**EXTRAIT DE PAGE**
+===+

Closed billmetangmo closed 4 months ago
Use backtesting with pairwise: https://www.youtube.com/watch?v=3cDtDI2W-xA
Le code utilisé pour construire le dataset:
from datetime import datetime, timedelta, timezone
from langsmith import Client
from langsmith.beta import convert_runs_to_test
# How we are sampling runs to include in our test
end_time = datetime.now(tz=timezone.utc)
start_time = end_time - timedelta(days=14)
project_name="tchoung-te"
run_filter = f'and(gt(start_time, "{start_time.isoformat()}"), lt(end_time, "{end_time.isoformat()}"))'
# Fetch the runs we want to convert to a test
client = Client()
prod_runs = list(
client.list_runs(
project_name=project_name,
execution_order=1,
filter=run_filter,
)
)

+===+

**DONNÉES FOURNIES**

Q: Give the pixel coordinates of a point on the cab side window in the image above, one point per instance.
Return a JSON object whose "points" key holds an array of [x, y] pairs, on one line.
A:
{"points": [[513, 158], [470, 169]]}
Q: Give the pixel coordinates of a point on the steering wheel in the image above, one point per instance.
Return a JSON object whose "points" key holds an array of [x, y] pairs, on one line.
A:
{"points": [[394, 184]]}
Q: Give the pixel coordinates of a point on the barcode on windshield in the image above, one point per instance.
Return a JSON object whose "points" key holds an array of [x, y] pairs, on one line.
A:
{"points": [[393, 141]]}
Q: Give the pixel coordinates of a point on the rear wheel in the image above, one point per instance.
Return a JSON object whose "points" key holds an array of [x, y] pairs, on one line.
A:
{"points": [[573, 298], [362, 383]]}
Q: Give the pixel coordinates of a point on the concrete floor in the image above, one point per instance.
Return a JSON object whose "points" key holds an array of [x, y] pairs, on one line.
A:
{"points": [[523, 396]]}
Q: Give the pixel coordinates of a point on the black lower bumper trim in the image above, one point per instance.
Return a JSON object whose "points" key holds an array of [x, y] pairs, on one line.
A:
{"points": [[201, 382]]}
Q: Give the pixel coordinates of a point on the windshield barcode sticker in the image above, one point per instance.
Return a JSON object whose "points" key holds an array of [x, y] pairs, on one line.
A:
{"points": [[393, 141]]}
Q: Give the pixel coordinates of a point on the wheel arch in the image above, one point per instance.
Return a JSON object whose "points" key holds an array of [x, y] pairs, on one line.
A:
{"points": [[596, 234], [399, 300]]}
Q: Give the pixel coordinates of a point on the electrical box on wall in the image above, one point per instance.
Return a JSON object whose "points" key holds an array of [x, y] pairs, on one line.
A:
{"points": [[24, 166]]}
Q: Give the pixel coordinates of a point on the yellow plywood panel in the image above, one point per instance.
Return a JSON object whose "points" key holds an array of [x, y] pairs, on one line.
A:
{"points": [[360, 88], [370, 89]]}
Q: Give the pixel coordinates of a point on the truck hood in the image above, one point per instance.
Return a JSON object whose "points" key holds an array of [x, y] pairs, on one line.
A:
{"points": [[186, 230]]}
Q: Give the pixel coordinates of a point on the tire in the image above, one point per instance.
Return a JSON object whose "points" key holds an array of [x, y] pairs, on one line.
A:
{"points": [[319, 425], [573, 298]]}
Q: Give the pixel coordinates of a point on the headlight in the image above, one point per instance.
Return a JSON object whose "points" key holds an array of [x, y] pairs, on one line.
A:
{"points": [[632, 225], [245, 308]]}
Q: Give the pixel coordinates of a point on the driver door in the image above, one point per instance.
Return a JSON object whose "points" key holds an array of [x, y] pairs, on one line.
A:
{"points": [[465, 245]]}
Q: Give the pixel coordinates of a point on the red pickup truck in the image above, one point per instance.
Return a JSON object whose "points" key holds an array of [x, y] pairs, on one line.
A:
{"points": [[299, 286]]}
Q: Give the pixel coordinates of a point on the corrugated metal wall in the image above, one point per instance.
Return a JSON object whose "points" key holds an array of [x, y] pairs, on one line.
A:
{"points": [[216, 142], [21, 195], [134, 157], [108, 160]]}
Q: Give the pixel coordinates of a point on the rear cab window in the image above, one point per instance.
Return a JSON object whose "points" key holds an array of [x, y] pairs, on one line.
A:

+===+

**PROBLÈMES ET EXERCICES**
• 1. Dans le fil sur le backtesting, sur combien de jours remonte la fenêtre d'échantillonnage des exécutions ?
• 2. Reprenez le code du fil sur le backtesting à la suite de sa dernière ligne.

**RÉPONSES RÉDIGÉES**
• 1. Sur 14 jours.

• 2.
# Name of the dataset we want to create
dataset_name = f'{project_name}-backtesting {start_time.strftime("%Y-%m-%d")}-{end_time.strftime("%Y-%m-%d")}'
# This converts the runs to a dataset + test
# It does not actually invoke your model
convert_runs_to_test(
prod_runs,
# Name of the resulting dataset
dataset_name=dataset_name,
# Whether to include the run outputs as reference/ground truth
include_outputs=True,
# Whether to include the full traces in the resulting test project
# (default is to just include the root run)
load_child_runs=True,
)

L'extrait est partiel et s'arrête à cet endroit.